● Goal:
How many of the lines below contain the word "farmhouse", counting only matches with the same letter case? Give only the number.

(Excerpts from a pointing dataset)

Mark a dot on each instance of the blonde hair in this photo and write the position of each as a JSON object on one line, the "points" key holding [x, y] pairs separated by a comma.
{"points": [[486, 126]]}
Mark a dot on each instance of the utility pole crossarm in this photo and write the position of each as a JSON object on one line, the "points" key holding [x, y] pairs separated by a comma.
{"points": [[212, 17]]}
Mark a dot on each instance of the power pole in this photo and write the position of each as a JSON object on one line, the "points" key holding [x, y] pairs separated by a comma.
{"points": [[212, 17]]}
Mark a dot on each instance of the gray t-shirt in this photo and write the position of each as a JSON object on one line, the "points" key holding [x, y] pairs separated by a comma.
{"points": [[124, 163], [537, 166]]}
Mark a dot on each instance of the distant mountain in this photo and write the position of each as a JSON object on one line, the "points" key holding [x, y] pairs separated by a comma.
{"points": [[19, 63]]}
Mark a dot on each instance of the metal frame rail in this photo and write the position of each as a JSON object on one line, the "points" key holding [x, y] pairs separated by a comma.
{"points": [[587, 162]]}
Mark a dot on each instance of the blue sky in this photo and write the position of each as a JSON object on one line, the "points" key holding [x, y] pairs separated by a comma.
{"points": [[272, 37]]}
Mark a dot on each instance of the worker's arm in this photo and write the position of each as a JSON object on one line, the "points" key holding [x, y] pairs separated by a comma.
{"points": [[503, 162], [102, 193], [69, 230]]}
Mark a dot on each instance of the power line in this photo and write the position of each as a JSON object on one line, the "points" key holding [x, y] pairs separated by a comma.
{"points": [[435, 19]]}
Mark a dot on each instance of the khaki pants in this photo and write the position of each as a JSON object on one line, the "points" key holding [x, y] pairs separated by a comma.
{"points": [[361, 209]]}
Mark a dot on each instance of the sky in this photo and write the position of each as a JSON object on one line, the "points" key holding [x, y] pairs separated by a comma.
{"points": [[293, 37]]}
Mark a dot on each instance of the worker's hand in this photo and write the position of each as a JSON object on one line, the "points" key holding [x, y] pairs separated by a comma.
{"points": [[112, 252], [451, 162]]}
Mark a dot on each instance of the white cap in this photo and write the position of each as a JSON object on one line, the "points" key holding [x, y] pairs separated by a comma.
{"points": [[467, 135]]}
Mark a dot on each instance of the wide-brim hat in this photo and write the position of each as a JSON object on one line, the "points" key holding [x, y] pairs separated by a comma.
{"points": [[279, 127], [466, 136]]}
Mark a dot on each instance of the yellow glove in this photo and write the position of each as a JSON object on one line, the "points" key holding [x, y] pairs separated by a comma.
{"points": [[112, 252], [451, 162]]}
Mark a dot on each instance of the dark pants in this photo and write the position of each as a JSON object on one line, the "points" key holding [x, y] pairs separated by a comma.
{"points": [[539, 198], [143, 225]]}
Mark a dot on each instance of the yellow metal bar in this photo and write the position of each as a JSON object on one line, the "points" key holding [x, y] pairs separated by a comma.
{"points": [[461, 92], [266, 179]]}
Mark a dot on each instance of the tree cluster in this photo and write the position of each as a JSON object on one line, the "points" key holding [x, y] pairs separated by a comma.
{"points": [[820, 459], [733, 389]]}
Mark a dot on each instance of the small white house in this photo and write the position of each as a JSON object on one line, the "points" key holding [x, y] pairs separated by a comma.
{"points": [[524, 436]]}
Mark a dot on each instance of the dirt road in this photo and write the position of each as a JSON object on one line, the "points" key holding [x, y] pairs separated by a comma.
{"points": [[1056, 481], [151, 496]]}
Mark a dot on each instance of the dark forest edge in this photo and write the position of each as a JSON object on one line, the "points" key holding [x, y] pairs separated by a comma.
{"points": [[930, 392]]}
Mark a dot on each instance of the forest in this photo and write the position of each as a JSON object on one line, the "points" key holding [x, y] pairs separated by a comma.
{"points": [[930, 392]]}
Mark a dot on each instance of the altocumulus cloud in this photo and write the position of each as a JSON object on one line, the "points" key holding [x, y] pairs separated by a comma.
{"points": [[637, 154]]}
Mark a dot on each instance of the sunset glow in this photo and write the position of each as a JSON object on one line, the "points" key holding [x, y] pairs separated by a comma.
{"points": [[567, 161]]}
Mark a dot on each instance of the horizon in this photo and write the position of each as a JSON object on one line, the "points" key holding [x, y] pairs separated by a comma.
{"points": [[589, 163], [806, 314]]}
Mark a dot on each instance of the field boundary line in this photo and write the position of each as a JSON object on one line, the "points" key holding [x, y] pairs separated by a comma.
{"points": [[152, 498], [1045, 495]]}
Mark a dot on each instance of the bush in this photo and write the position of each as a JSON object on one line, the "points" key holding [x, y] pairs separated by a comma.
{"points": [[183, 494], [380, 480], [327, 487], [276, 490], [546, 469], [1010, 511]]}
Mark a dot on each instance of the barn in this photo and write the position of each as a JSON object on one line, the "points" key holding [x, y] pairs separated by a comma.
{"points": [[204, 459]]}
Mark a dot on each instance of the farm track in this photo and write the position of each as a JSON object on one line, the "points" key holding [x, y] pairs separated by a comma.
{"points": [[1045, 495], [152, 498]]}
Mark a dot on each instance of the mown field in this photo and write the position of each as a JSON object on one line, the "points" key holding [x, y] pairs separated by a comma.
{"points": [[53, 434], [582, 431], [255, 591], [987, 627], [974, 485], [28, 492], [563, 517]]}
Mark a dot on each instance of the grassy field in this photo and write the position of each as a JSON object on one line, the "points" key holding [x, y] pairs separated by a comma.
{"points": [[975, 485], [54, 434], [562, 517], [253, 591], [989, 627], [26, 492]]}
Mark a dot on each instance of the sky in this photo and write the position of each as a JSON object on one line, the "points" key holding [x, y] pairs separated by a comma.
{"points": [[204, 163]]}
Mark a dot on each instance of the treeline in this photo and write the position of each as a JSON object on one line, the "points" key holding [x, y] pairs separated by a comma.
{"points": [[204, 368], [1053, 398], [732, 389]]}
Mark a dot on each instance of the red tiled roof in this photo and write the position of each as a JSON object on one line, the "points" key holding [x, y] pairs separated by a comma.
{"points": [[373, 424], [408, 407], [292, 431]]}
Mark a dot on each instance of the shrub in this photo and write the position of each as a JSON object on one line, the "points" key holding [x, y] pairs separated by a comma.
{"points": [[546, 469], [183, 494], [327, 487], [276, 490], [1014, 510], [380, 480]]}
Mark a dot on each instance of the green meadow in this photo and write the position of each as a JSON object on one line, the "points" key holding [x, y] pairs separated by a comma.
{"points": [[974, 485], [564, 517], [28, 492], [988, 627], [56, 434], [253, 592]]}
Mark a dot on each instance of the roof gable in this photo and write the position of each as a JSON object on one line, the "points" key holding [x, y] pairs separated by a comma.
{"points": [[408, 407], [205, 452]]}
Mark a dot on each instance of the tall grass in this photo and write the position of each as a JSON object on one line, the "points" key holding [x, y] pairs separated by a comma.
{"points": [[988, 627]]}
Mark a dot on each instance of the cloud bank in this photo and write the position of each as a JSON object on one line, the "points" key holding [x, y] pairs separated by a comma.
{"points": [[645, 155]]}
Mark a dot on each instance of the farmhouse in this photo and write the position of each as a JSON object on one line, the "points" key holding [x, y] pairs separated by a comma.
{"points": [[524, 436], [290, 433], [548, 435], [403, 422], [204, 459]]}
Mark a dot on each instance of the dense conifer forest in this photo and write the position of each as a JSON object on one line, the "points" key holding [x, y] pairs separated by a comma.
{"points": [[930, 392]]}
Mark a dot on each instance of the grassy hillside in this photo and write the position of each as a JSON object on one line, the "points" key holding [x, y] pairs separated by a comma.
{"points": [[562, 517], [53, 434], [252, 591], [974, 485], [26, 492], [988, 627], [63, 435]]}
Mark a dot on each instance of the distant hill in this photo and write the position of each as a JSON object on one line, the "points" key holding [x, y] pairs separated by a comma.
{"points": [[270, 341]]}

---

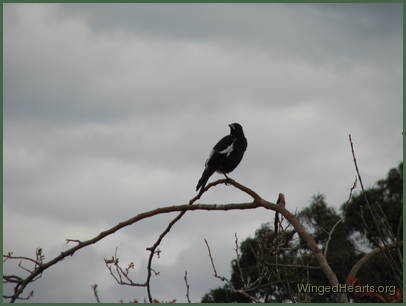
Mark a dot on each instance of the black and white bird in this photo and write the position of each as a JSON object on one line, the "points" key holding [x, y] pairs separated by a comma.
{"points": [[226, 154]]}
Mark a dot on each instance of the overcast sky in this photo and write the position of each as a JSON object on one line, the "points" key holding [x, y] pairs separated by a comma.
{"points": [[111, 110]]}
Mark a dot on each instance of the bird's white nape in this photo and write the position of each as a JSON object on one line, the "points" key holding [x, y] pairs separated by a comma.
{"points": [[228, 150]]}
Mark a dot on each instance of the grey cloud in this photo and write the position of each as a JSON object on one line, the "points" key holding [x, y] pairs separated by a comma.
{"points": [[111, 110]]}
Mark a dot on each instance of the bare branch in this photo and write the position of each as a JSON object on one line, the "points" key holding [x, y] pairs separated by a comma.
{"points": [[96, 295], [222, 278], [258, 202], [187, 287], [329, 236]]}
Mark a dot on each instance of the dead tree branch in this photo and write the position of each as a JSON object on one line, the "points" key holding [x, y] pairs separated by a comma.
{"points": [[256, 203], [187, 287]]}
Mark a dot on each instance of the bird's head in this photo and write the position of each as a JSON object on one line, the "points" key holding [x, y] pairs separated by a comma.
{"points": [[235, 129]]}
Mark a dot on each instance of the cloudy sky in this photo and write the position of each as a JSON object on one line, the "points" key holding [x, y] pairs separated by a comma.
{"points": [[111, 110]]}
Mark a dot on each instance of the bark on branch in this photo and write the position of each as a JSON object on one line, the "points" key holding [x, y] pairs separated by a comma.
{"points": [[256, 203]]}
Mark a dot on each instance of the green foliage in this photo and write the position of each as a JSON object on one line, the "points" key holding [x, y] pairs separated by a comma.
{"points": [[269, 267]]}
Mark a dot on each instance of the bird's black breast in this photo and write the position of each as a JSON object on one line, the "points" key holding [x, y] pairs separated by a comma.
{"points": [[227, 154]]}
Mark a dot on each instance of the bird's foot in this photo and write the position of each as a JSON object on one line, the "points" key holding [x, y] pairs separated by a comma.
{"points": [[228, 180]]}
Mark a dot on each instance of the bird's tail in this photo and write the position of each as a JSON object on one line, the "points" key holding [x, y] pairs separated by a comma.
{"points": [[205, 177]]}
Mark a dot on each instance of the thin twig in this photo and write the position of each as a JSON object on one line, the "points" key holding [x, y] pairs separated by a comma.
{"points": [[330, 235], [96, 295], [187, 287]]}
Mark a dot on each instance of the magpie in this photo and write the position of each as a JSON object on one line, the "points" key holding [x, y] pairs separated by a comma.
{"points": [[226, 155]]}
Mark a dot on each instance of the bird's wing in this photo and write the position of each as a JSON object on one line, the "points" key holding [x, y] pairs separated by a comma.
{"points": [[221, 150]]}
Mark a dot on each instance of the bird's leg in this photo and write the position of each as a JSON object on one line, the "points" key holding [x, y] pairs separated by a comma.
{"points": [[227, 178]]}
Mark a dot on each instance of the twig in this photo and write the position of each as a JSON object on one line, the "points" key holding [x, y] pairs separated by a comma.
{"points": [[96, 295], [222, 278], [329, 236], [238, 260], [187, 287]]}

● Exercise answer:
1